## Given request
Collect every line of the rows below that contains the string "suit", and list those lines in the order they appear.
─── Dataset rows ───
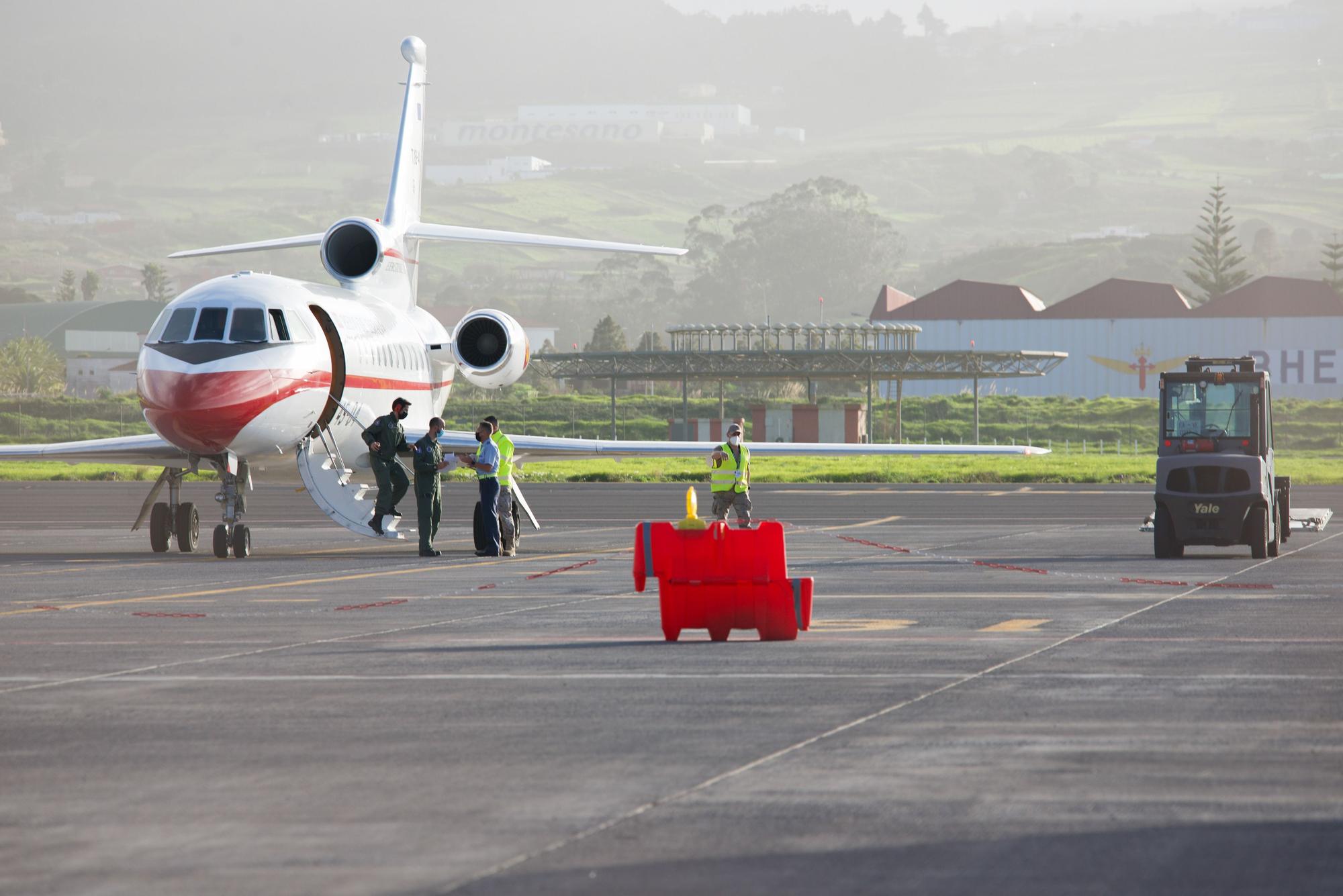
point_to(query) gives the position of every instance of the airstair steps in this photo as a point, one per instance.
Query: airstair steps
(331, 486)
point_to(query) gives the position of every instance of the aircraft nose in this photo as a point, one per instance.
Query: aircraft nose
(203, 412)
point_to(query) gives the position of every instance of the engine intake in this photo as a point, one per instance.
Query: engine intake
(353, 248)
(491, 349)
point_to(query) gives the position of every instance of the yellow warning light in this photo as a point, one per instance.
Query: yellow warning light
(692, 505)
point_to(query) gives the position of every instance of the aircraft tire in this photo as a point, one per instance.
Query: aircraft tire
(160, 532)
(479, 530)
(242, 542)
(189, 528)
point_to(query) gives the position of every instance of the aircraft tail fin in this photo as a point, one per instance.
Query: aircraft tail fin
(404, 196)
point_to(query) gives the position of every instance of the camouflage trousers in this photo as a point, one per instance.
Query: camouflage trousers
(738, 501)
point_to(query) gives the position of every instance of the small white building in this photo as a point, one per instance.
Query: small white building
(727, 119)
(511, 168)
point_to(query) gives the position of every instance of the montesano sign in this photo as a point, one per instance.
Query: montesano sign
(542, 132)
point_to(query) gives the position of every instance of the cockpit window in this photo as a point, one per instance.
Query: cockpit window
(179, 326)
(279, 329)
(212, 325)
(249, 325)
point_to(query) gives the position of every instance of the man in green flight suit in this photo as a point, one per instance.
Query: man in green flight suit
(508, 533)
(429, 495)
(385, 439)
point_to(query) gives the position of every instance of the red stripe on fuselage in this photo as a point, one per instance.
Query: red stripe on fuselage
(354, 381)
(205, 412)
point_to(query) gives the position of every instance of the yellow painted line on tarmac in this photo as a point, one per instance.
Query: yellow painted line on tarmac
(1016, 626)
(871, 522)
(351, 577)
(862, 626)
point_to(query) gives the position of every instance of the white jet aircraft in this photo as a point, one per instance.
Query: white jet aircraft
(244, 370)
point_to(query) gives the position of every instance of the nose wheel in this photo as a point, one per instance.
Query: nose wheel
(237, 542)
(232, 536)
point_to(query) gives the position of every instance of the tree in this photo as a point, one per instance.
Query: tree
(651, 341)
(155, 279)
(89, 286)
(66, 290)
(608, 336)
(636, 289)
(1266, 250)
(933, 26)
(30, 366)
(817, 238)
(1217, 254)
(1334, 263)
───
─── Dataset rows ───
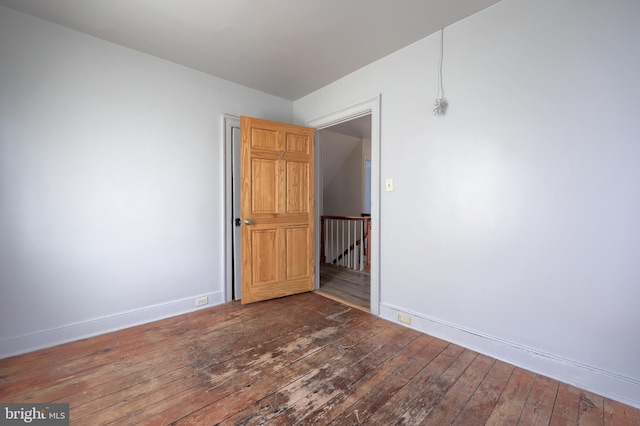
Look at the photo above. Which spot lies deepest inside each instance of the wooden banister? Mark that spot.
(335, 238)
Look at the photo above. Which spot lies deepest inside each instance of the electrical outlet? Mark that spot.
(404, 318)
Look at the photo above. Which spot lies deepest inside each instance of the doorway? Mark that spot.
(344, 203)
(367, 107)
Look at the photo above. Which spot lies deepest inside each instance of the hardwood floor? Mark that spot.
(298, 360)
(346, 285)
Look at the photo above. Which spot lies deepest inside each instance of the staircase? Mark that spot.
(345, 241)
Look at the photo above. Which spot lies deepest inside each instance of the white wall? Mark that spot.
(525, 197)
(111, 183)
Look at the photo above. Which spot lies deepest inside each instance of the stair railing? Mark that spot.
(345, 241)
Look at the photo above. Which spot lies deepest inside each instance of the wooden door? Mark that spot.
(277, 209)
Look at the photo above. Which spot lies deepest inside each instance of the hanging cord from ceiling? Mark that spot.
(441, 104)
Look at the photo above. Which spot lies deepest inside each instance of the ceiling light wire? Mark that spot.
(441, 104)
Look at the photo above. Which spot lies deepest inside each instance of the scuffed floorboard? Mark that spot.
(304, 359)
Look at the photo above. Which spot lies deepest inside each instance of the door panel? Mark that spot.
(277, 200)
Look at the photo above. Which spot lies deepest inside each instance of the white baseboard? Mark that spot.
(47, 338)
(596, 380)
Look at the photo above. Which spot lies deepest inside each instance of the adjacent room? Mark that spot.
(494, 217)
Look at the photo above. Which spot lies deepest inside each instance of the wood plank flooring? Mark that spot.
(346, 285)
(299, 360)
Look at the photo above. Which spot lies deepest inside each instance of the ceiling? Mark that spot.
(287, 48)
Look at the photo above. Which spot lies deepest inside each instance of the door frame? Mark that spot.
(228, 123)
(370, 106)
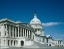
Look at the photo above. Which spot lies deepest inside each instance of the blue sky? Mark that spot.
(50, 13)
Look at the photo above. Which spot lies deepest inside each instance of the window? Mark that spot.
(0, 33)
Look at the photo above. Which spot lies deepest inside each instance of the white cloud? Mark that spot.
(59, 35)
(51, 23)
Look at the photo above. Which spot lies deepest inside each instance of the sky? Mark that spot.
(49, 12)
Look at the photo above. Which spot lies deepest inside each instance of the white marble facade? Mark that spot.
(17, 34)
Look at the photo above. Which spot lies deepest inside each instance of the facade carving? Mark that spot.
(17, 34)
───
─── Dataset rows ───
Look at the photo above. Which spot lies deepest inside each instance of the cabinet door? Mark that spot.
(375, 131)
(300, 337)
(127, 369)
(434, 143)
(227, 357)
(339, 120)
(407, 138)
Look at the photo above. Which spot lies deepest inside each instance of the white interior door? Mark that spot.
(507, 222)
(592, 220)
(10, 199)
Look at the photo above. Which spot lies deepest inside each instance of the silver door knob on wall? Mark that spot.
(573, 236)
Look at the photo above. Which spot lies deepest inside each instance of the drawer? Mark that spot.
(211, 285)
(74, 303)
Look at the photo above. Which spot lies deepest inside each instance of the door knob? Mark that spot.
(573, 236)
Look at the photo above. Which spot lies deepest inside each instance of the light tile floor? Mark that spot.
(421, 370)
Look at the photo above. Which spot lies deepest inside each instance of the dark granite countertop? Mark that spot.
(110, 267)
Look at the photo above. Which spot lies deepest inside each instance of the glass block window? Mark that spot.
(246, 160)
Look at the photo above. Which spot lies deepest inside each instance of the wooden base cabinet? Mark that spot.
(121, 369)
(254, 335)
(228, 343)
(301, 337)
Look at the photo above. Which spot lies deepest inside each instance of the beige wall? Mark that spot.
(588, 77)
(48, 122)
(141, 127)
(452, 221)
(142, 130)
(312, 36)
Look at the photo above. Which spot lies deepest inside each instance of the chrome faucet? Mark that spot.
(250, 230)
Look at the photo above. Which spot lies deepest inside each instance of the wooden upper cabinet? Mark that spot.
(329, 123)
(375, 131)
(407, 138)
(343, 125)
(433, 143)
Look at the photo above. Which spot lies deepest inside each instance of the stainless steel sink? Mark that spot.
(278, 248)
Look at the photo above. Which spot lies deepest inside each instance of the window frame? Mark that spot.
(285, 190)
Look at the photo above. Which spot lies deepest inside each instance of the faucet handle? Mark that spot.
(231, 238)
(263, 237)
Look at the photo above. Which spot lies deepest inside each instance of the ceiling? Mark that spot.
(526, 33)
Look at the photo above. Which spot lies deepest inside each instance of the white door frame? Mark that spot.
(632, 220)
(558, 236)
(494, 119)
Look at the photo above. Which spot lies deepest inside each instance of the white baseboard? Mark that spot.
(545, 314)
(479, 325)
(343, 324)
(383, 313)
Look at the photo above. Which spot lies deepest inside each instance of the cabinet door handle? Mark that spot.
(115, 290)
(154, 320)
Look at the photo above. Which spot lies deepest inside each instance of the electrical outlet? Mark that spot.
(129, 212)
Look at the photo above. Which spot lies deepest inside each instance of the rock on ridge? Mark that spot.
───
## Output
point_to(query) gives the position of every instance of the man in green flight suit in this photo as a point, one per instance.
Query: man in green flight suit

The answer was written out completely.